Trecho selecionado |
--

Na última semana, o teatro brasileiro, principalmente o produzido na capital paulista, desfilou pelas redes sociais dividido, cortado ao meio numa janela pública em razão de um quiproquó dos diabos. A peleja é das boas. Briga de cachorro grande, como se diz cá no interior. De um lado Roberto Alvim: dramaturgo, diretor e professor, um dos mais interessantes e talentosos nomes do atual teatro brasileiro e responsável por espetáculos deslumbrantes que colecionam elogios e impressionam por onde passam. Do outra lado o Sesc, com suas unidades que servem de descanso, ou de oásis, à doideira dessas cidades grandes, mal pensadas, mal geridas e inóspitas. Treta, treta, treta.
O troço começou há cerca de duas semanas, quando Alvim fez um post em sua página no Facebook acusando o Sesc de censurar seu novo espetáculo, Aurora, que estrearia na unidade Vila Mariana no dia 26 de Julho. Segundo o dramaturgo, a instituição cancelou a apresentação em um “e-mail seco” depois que um funcionário do Sesc comentou, também em rede social, sua decepção com o diretor por conta de suas opções e ideias políticas, no que foi procurado por Roberto, segundo o mesmo, para esclarecer as tais “mentiras”, como ele diz em seu post.

--

Dados fornecidos |
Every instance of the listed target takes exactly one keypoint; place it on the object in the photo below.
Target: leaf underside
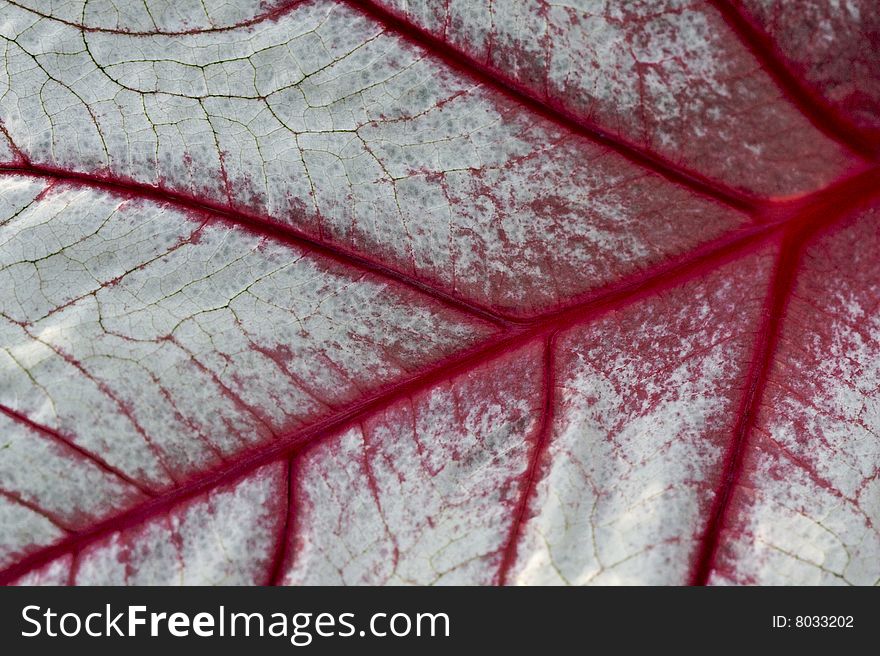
(435, 291)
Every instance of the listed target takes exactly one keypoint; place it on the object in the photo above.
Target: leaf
(423, 292)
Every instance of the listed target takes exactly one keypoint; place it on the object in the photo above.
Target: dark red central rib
(790, 222)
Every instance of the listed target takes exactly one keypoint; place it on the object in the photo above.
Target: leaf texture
(439, 292)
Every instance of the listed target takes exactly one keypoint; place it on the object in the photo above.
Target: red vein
(276, 570)
(94, 458)
(530, 479)
(825, 209)
(287, 445)
(796, 218)
(259, 225)
(756, 381)
(553, 110)
(813, 106)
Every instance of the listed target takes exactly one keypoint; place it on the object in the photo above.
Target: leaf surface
(427, 292)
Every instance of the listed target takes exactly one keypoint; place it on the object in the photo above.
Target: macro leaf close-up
(440, 292)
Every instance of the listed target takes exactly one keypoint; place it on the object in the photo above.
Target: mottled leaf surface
(439, 292)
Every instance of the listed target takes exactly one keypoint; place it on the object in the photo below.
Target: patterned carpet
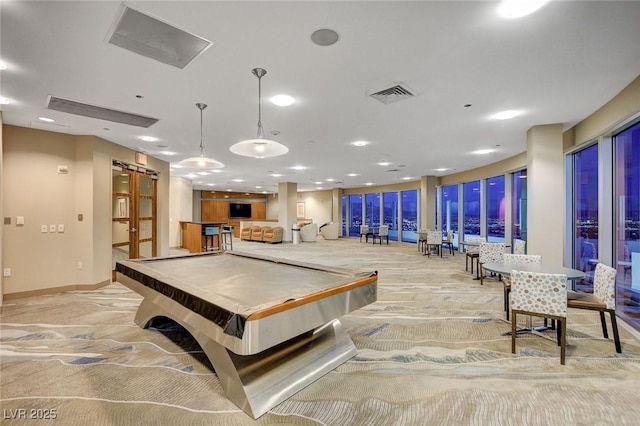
(430, 352)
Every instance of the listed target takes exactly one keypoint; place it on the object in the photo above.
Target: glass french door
(133, 232)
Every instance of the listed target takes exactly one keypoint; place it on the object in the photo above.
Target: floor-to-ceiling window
(519, 205)
(390, 213)
(372, 210)
(344, 208)
(355, 214)
(627, 227)
(585, 212)
(449, 203)
(495, 208)
(409, 215)
(471, 208)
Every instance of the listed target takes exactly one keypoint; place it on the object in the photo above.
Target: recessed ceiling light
(519, 8)
(282, 100)
(325, 37)
(505, 115)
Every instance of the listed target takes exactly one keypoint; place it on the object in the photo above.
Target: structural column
(287, 202)
(545, 190)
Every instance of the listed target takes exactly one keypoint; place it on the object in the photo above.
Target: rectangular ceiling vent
(155, 39)
(86, 110)
(395, 93)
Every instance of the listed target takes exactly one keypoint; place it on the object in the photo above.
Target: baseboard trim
(54, 290)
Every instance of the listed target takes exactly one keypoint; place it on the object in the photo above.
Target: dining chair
(364, 231)
(383, 232)
(473, 252)
(489, 252)
(542, 295)
(519, 246)
(449, 242)
(506, 280)
(602, 300)
(434, 241)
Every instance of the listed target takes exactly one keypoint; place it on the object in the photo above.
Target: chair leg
(513, 332)
(563, 339)
(604, 325)
(616, 336)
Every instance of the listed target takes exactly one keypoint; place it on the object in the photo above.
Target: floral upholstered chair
(506, 281)
(602, 300)
(489, 252)
(541, 295)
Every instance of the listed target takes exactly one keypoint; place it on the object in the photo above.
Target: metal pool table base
(258, 382)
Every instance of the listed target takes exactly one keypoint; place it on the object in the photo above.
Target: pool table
(269, 326)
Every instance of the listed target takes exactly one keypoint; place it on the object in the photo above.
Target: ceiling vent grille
(155, 39)
(86, 110)
(395, 93)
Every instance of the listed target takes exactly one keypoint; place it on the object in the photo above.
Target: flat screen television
(239, 211)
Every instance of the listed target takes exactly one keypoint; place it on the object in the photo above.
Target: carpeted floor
(430, 352)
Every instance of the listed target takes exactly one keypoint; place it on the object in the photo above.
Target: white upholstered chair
(602, 300)
(519, 246)
(541, 295)
(309, 232)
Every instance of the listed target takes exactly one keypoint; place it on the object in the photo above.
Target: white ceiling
(556, 66)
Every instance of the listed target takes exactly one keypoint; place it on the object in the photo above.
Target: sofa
(273, 235)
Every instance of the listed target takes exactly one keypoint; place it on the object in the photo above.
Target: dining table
(505, 268)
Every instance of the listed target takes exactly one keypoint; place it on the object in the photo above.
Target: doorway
(134, 210)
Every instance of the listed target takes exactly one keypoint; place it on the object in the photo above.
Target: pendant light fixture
(201, 161)
(260, 147)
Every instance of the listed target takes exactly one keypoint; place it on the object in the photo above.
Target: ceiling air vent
(395, 93)
(155, 39)
(86, 110)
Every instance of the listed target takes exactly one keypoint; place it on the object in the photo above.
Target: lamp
(201, 161)
(259, 147)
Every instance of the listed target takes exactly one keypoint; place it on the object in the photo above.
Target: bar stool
(211, 232)
(227, 231)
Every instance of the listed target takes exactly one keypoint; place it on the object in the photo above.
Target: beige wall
(33, 188)
(181, 209)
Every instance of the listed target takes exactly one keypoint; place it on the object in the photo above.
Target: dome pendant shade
(201, 161)
(259, 147)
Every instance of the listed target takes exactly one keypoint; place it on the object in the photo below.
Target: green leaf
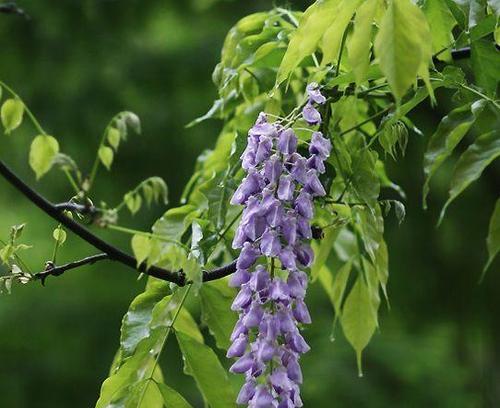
(449, 133)
(332, 38)
(133, 201)
(141, 247)
(12, 114)
(59, 235)
(174, 222)
(172, 398)
(358, 319)
(493, 239)
(192, 270)
(441, 22)
(216, 299)
(322, 251)
(313, 24)
(471, 164)
(113, 137)
(211, 378)
(43, 152)
(360, 41)
(106, 156)
(403, 45)
(485, 60)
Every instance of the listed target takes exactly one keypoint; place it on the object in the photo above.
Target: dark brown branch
(112, 252)
(53, 270)
(78, 208)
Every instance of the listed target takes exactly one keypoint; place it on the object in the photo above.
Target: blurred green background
(77, 63)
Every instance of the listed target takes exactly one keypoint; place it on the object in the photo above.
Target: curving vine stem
(110, 252)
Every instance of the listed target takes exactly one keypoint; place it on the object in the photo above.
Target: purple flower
(287, 143)
(243, 364)
(262, 398)
(311, 114)
(277, 195)
(246, 392)
(320, 146)
(238, 347)
(314, 93)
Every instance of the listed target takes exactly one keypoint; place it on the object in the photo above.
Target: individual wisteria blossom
(277, 194)
(310, 114)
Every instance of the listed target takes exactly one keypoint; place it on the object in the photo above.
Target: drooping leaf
(216, 298)
(313, 24)
(449, 133)
(12, 114)
(106, 156)
(358, 319)
(141, 247)
(172, 398)
(113, 136)
(360, 41)
(43, 151)
(493, 239)
(471, 164)
(441, 22)
(135, 323)
(322, 250)
(211, 378)
(403, 45)
(333, 35)
(485, 60)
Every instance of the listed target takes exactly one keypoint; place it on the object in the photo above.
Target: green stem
(56, 245)
(164, 341)
(146, 234)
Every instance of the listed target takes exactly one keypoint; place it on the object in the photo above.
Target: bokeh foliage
(437, 345)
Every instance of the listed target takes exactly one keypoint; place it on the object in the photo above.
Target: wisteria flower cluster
(277, 194)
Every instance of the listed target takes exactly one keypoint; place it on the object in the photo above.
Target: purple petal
(314, 93)
(247, 256)
(320, 145)
(301, 313)
(313, 184)
(286, 188)
(238, 278)
(270, 244)
(287, 143)
(311, 114)
(262, 398)
(303, 205)
(238, 347)
(243, 364)
(246, 392)
(287, 258)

--

Enunciado 1 | De acordo com o trecho selecionado, em qual unidade do Sesc o espetáculo Aurora estrearia?
Enunciado 2 | Atualize o trecho selecionado e reescreva a parte que começa nas palavras que contêm "O troço começou" e termina em "em seu post.", com "funcionário" substituído por "colaborador".

Resposta 1 | Na unidade Vila Mariana.

Resposta 2 |
O troço começou há cerca de duas semanas, quando Alvim fez um post em sua página no Facebook acusando o Sesc de censurar seu novo espetáculo, Aurora, que estrearia na unidade Vila Mariana no dia 26 de Julho. Segundo o dramaturgo, a instituição cancelou a apresentação em um “e-mail seco” depois que um colaborador do Sesc comentou, também em rede social, sua decepção com o diretor por conta de suas opções e ideias políticas, no que foi procurado por Roberto, segundo o mesmo, para esclarecer as tais “mentiras”, como ele diz em seu post.